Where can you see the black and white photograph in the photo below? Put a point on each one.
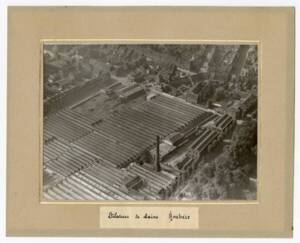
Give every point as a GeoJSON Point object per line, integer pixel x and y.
{"type": "Point", "coordinates": [155, 121]}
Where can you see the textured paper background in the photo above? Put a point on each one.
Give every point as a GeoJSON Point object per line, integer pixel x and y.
{"type": "Point", "coordinates": [273, 28]}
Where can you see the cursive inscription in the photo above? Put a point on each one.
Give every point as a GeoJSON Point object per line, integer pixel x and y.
{"type": "Point", "coordinates": [115, 215]}
{"type": "Point", "coordinates": [178, 216]}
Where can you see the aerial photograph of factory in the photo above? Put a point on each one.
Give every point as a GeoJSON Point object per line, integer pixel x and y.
{"type": "Point", "coordinates": [149, 121]}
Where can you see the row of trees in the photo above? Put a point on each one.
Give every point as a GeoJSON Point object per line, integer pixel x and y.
{"type": "Point", "coordinates": [229, 175]}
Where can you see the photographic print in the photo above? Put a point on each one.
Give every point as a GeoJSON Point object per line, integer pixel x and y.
{"type": "Point", "coordinates": [149, 121]}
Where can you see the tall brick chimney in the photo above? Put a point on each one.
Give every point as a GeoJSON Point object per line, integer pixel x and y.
{"type": "Point", "coordinates": [157, 162]}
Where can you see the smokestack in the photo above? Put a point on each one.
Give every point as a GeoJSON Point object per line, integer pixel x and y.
{"type": "Point", "coordinates": [157, 165]}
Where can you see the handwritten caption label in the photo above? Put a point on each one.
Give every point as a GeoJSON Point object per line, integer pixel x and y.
{"type": "Point", "coordinates": [149, 217]}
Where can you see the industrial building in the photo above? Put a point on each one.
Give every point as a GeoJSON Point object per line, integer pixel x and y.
{"type": "Point", "coordinates": [90, 159]}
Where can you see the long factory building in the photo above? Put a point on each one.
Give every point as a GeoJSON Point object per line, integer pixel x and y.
{"type": "Point", "coordinates": [96, 160]}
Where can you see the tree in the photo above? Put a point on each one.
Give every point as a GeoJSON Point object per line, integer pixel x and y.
{"type": "Point", "coordinates": [243, 141]}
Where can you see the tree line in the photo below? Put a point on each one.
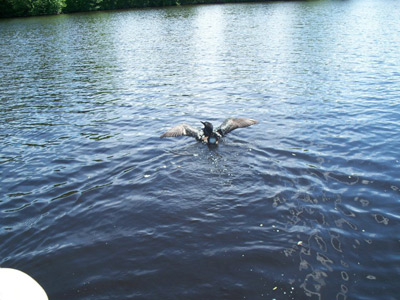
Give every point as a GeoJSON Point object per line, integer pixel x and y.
{"type": "Point", "coordinates": [23, 8]}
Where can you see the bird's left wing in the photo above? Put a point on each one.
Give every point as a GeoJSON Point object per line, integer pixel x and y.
{"type": "Point", "coordinates": [180, 130]}
{"type": "Point", "coordinates": [232, 123]}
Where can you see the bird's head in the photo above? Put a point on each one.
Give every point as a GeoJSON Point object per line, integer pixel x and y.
{"type": "Point", "coordinates": [208, 128]}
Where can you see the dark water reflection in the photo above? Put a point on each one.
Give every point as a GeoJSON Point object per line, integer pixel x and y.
{"type": "Point", "coordinates": [304, 205]}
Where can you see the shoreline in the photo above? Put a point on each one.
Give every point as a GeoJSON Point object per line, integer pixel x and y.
{"type": "Point", "coordinates": [9, 10]}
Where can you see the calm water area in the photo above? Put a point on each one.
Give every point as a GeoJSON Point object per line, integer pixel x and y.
{"type": "Point", "coordinates": [303, 205]}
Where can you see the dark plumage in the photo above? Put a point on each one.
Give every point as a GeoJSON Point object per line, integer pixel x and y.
{"type": "Point", "coordinates": [208, 134]}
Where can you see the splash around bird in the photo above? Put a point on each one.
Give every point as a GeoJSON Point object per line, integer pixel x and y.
{"type": "Point", "coordinates": [208, 134]}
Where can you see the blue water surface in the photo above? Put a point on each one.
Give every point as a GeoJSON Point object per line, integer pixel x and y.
{"type": "Point", "coordinates": [303, 205]}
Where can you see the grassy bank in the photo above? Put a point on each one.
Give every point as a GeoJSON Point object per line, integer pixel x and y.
{"type": "Point", "coordinates": [24, 8]}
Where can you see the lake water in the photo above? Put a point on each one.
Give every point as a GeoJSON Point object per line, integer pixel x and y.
{"type": "Point", "coordinates": [303, 205]}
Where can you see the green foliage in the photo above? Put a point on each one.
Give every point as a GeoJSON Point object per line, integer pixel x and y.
{"type": "Point", "coordinates": [21, 8]}
{"type": "Point", "coordinates": [82, 5]}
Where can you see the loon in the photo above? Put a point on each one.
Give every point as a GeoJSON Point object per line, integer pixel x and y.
{"type": "Point", "coordinates": [208, 134]}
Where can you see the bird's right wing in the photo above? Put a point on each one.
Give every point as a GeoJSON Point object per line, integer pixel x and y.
{"type": "Point", "coordinates": [180, 130]}
{"type": "Point", "coordinates": [231, 124]}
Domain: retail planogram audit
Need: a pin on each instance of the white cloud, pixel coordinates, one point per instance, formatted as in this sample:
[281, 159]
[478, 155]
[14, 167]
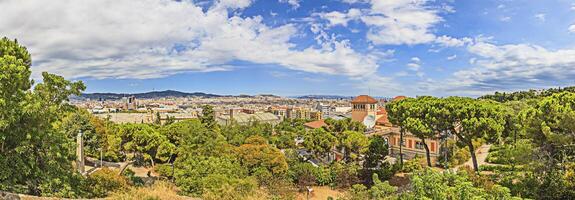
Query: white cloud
[540, 17]
[353, 1]
[413, 66]
[572, 28]
[447, 41]
[338, 18]
[128, 40]
[514, 66]
[399, 22]
[293, 3]
[505, 19]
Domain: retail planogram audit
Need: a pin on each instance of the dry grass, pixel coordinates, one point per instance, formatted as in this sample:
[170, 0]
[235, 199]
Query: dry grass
[321, 193]
[159, 191]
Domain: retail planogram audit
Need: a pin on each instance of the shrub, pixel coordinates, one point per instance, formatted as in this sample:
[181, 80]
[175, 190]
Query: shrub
[413, 165]
[104, 182]
[159, 190]
[164, 170]
[131, 176]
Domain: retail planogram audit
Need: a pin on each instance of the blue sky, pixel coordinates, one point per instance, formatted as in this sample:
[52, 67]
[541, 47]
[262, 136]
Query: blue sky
[297, 47]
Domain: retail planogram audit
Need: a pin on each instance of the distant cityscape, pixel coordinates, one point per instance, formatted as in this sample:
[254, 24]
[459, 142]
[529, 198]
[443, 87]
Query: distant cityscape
[146, 107]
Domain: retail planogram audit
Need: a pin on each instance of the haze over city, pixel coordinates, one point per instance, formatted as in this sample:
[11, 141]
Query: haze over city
[299, 47]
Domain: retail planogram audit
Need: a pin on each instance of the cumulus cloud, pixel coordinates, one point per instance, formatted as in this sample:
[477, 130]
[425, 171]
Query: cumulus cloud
[540, 17]
[447, 41]
[572, 28]
[293, 3]
[514, 66]
[505, 19]
[157, 38]
[397, 22]
[339, 18]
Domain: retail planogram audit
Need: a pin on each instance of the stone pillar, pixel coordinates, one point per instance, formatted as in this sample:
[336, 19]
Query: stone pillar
[80, 152]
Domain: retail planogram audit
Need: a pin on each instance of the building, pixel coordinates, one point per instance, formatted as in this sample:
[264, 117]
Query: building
[364, 109]
[411, 146]
[315, 124]
[131, 103]
[244, 118]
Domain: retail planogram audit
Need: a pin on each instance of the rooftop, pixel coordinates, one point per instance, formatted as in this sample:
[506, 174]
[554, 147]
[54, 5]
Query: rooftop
[363, 99]
[315, 124]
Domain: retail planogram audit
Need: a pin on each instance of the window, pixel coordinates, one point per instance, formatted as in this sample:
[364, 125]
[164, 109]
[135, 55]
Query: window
[419, 145]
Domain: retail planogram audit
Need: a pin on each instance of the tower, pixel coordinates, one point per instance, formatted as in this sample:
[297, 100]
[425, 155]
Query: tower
[80, 152]
[363, 106]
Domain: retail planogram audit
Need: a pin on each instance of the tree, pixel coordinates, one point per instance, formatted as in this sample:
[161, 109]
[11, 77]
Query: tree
[376, 152]
[551, 123]
[34, 155]
[258, 154]
[320, 142]
[475, 119]
[208, 117]
[415, 117]
[381, 190]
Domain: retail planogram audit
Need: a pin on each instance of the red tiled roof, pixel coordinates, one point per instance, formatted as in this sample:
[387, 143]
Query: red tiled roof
[383, 120]
[364, 99]
[315, 124]
[397, 98]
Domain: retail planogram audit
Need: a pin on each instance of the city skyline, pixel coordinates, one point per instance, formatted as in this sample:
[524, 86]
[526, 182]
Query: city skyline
[300, 47]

+++

Your answer should consist of the lines above that hold the word "wing".

- **Answer section**
Where can you see the bird's left wing in the photo above? Put a point on each one.
Where can you see the bird's right wing in the photo above? Put a point on each one.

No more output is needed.